## Page excerpt
►

11:53am – Allegedly, Sean Miller is bringing everyone pizza at noon, and we’re guessing it will be from LaRosa’s. From now on, this event is the LaRosa’s-Sean Miller Crosstown Campout.

12:06pm – Mmm... no pizza.

12:18pm – Getting hungry...

12:22pm – Finally! There is LaRosa’s pizza in my mouth as I write this. There’s even a red smudge at the bottom of this page where I dripped sauce in a starved frenzy. Somehow, I am the only person in the world (who isn’t from the Queen City) who actively enjoys LaRosa’s pizza, which seems strange. How can you not like pizza? More importantly, I’ve had LaRosa’s on at least 30 occasions, and haven’t paid for it once. Very nice.

4:02pm – After sitting around for about two hours, not doing my theology paper, I took a totally unnecessary nap. The hardest part about camping is dealing with the boredom, not the coldness or wetness. When I woke up (and I have no idea how this happened), my friend Alyssa gave me two cheese coneys from Skyline that she didn’t want, which means I’m rechristening this event the Skyline-LaRosa’s-Sean Miller Crosstown Campout.

4:08pm – I just found out Dayton upset Louisville, which does little to relieve my boredom. I’m actually looking forward to having to go to the bathroom.

4:49pm – This just happened: B.J. Raymond and Derick Brown just walked over to our tent, and gave us a pizza from Dominos, which is awesome by itself. But then Trevor walked up and saw what was happening, and said, “Hey, we’re the guys who paint blue for every game and always cheer really loud,” to which Derick (who was being very judicious about who got his last pizza) replied, “Wow, these guys should get two pizzas,” subsequently giving us his last pizza.

◄

## Set task 1
Reproduce the campout log above word for word, with every line included.

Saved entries
►

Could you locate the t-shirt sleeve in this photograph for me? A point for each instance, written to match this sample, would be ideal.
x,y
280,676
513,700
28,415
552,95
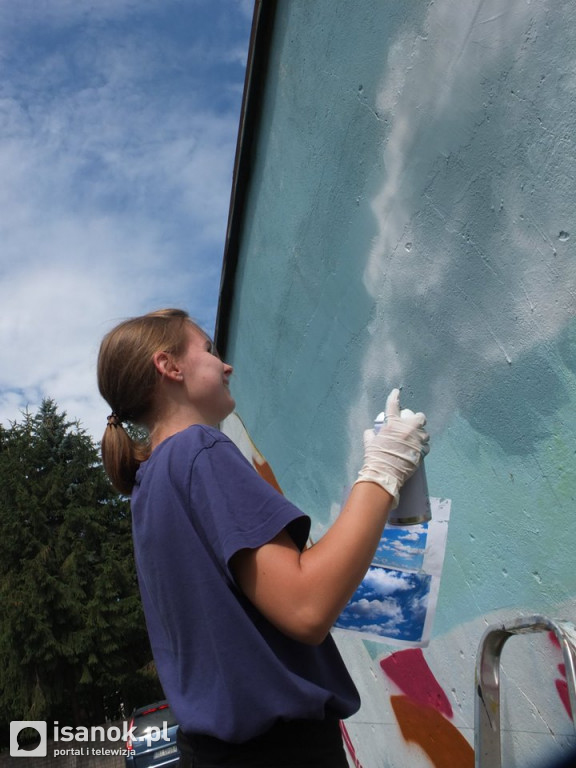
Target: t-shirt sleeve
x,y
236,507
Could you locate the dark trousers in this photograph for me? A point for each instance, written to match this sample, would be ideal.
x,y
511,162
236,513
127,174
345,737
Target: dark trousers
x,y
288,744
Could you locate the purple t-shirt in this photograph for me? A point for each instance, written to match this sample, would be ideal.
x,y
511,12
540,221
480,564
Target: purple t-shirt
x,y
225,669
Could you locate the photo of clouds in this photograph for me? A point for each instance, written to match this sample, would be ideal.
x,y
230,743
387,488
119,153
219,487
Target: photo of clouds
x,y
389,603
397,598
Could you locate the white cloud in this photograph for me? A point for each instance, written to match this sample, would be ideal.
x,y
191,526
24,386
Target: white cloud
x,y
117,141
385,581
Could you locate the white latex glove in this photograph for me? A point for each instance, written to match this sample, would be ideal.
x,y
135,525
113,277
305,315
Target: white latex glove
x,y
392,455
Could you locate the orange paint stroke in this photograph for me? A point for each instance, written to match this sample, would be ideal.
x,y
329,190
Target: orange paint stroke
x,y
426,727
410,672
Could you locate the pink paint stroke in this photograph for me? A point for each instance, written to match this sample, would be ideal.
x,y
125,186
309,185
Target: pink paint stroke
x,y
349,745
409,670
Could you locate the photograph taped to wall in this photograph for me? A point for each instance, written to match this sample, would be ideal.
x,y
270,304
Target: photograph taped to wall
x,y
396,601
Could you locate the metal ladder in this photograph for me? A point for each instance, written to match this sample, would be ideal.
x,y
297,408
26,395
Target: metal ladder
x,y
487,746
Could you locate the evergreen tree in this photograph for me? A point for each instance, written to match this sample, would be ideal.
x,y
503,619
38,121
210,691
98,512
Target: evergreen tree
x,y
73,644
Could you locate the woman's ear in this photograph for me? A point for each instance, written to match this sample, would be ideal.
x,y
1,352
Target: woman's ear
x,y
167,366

◄
►

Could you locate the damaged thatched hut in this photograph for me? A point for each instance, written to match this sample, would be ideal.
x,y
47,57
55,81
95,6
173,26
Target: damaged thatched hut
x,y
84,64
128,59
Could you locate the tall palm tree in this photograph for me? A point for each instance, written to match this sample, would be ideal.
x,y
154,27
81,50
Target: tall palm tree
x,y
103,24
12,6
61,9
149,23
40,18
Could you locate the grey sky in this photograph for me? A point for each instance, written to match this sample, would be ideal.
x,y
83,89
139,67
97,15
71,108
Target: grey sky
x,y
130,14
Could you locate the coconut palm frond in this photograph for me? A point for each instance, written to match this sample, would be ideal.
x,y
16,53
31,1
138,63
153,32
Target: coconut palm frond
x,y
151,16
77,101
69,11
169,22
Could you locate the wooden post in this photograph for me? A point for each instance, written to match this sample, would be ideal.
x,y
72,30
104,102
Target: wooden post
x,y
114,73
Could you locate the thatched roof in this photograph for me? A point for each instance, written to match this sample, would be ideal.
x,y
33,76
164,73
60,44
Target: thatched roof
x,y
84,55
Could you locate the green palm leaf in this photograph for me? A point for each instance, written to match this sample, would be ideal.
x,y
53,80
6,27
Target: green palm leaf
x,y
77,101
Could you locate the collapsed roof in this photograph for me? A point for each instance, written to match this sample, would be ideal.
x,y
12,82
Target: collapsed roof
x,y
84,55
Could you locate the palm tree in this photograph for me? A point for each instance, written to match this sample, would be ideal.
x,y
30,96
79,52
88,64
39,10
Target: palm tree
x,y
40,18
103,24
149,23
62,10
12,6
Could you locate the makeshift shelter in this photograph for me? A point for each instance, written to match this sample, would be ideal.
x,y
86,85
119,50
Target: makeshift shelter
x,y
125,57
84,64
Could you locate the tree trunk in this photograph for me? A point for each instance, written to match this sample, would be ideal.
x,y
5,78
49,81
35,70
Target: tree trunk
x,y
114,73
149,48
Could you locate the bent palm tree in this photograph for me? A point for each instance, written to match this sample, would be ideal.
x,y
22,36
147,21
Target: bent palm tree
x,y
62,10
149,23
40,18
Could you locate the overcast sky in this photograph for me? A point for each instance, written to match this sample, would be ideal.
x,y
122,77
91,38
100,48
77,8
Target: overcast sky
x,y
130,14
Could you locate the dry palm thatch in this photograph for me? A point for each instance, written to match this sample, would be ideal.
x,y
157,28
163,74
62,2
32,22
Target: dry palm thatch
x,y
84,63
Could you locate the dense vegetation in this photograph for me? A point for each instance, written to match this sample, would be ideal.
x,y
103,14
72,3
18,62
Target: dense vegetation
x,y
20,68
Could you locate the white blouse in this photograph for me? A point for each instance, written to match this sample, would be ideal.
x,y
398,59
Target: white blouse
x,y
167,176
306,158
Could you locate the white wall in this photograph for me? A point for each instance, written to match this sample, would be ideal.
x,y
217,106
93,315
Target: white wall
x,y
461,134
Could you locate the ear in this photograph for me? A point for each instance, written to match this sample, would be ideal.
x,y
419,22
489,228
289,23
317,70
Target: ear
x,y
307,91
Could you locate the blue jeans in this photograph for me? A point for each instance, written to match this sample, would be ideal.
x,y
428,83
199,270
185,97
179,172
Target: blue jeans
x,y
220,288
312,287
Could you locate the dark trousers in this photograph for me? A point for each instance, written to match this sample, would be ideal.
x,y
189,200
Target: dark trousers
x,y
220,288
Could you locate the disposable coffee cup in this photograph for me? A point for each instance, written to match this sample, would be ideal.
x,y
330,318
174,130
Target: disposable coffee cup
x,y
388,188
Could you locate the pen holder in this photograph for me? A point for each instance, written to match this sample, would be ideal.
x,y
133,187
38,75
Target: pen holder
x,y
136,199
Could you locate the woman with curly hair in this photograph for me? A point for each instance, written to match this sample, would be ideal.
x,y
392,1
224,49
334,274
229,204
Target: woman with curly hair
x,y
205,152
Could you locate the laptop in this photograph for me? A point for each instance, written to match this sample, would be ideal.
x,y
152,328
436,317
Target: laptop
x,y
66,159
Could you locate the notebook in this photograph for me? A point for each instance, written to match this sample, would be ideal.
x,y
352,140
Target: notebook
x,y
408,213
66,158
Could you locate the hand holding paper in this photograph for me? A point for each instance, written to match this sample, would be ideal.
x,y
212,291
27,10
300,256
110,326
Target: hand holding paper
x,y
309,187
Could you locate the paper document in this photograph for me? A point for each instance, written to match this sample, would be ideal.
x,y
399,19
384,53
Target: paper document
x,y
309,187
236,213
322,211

◄

## Set task 2
Pick out each line in the records above that contains the word "wooden", and copy those lines.

## Solution 1
11:53am – Allegedly, Sean Miller is bringing everyone pizza at noon, and we’re guessing it will be from LaRosa’s. From now on, this event is the LaRosa’s-Sean Miller Crosstown Campout.

12:06pm – Mmm... no pizza.

12:18pm – Getting hungry...

12:22pm – Finally! There is LaRosa’s pizza in my mouth as I write this. There’s even a red smudge at the bottom of this page where I dripped sauce in a starved frenzy. Somehow, I am the only person in the world (who isn’t from the Queen City) who actively enjoys LaRosa’s pizza, which seems strange. How can you not like pizza? More importantly, I’ve had LaRosa’s on at least 30 occasions, and haven’t paid for it once. Very nice.

4:02pm – After sitting around for about two hours, not doing my theology paper, I took a totally unnecessary nap. The hardest part about camping is dealing with the boredom, not the coldness or wetness. When I woke up (and I have no idea how this happened), my friend Alyssa gave me two cheese coneys from Skyline that she didn’t want, which means I’m rechristening this event the Skyline-LaRosa’s-Sean Miller Crosstown Campout.

4:08pm – I just found out Dayton upset Louisville, which does little to relieve my boredom. I’m actually looking forward to having to go to the bathroom.

4:49pm – This just happened: B.J. Raymond and Derick Brown just walked over to our tent, and gave us a pizza from Dominos, which is awesome by itself. But then Trevor walked up and saw what was happening, and said, “Hey, we’re the guys who paint blue for every game and always cheer really loud,” to which Derick (who was being very judicious about who got his last pizza) replied, “Wow, these guys should get two pizzas,” subsequently giving us his last pizza.

## Solution 2
Could you locate the wooden post in this photograph for me? A point for each instance, written to match this sample, would be ideal.
Target: wooden post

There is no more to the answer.